__Exercise prompt__.
Rewrite the records below with every "outlines" changed to "polygons", leaving everything else as it is.

** Start Entries shown **

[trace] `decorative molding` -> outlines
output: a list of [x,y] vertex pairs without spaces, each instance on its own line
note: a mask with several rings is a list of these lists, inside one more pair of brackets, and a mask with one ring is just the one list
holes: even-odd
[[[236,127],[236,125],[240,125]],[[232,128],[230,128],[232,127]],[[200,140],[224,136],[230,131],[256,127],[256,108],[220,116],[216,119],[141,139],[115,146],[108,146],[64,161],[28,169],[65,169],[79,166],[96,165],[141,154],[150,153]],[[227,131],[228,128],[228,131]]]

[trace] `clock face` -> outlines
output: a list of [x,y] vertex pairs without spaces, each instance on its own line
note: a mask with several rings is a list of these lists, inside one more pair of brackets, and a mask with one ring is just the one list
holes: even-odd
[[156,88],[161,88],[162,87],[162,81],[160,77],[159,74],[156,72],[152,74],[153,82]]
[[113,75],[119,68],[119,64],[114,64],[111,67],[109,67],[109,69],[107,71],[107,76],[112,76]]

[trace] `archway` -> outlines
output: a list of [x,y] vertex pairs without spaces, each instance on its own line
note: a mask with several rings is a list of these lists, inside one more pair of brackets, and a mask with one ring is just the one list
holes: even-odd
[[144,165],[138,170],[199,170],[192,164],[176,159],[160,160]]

** End Entries shown **

__Response for this exercise__.
[trace] `decorative molding` -> polygons
output: a list of [x,y] vertex pairs without spaces, each instance on its own line
note: a mask with several rings is a list of these lists, inside one more pair of brackets, and a mask with one ring is just the one list
holes: even-odd
[[[236,127],[236,125],[240,125]],[[232,128],[230,128],[232,127]],[[200,140],[224,136],[230,131],[256,127],[256,108],[220,116],[216,119],[141,139],[115,146],[108,146],[64,161],[28,169],[65,169],[79,166],[96,165],[141,154],[150,153]],[[227,131],[228,128],[228,131]]]

[trace] `clock face` -> polygons
output: a list of [x,y] vertex pairs without spaces, each instance on its own line
note: a mask with several rings is a list of these lists, inside one more pair of brackets, and a mask with one ring is just the one list
holes: even-odd
[[156,88],[161,88],[162,87],[162,81],[160,77],[159,74],[156,72],[152,74],[153,82]]
[[113,75],[119,68],[119,64],[114,64],[111,67],[109,67],[109,69],[107,71],[107,76],[112,76]]

[trace] `archway` -> polygons
output: a list of [x,y] vertex pairs without spaces, each instance on its own line
note: a mask with several rings is a list of these lists, inside one more pair of brackets, and a mask with one ring is just the one list
holes: even-odd
[[144,165],[138,170],[199,170],[192,164],[176,159],[160,160]]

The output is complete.